DATASET CONTENT:
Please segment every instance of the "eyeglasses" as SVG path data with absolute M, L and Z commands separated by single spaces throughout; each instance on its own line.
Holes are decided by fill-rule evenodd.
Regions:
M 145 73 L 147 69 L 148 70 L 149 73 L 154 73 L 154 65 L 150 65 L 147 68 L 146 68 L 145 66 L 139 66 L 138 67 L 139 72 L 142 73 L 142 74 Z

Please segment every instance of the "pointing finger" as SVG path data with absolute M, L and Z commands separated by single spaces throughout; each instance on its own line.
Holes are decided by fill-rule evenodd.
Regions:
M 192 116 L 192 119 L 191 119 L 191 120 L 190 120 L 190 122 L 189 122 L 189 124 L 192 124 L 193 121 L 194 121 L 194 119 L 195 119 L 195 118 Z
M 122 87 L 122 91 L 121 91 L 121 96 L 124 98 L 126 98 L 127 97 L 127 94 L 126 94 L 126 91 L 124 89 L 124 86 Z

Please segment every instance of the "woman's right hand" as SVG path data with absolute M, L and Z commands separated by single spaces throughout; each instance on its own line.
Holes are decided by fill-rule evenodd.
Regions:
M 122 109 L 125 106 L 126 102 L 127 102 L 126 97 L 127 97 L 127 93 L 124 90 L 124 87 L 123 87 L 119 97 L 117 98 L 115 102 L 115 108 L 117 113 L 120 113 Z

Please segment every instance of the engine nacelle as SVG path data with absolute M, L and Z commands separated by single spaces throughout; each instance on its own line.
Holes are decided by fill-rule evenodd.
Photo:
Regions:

WORK INSTRUCTIONS: Reproduce every line of the items above verbatim and in their original order.

THE RESULT:
Please segment every instance of the "eyeglasses" as SVG path data with absolute M, L and Z commands separated by single spaces throughout; each instance on its own line.
Holes are decided by fill-rule evenodd.
Regions:
M 145 73 L 147 69 L 148 70 L 149 73 L 154 73 L 154 65 L 150 65 L 147 68 L 146 68 L 145 66 L 139 66 L 138 67 L 139 72 L 142 73 L 142 74 Z

Please segment every instance of the "pointing finger" as SVG path data with absolute M, L and Z commands separated by single spaces throughout; each instance on its own line.
Holes are decided by fill-rule evenodd.
Regions:
M 192 116 L 192 119 L 191 119 L 191 120 L 190 120 L 190 122 L 189 122 L 189 124 L 192 124 L 193 121 L 194 121 L 194 119 L 195 119 L 195 118 Z
M 122 87 L 122 91 L 121 91 L 121 96 L 124 98 L 126 98 L 127 97 L 127 94 L 126 94 L 126 91 L 124 89 L 124 86 Z

Please segment every instance of the "woman's right hand" as SVG path data with absolute M, L and Z commands separated by single spaces throughout; each instance on its own line.
Holes are decided by fill-rule evenodd.
Regions:
M 122 109 L 125 106 L 126 102 L 127 102 L 126 97 L 127 97 L 127 93 L 124 90 L 124 87 L 123 87 L 119 97 L 117 98 L 115 102 L 115 108 L 117 113 L 120 113 Z

Please segment every instance of the engine nacelle as SVG path data with absolute M, L and Z commands separated by single spaces throughout; each instance on its own line.
Holes are decided by fill-rule evenodd.
Photo:
Regions:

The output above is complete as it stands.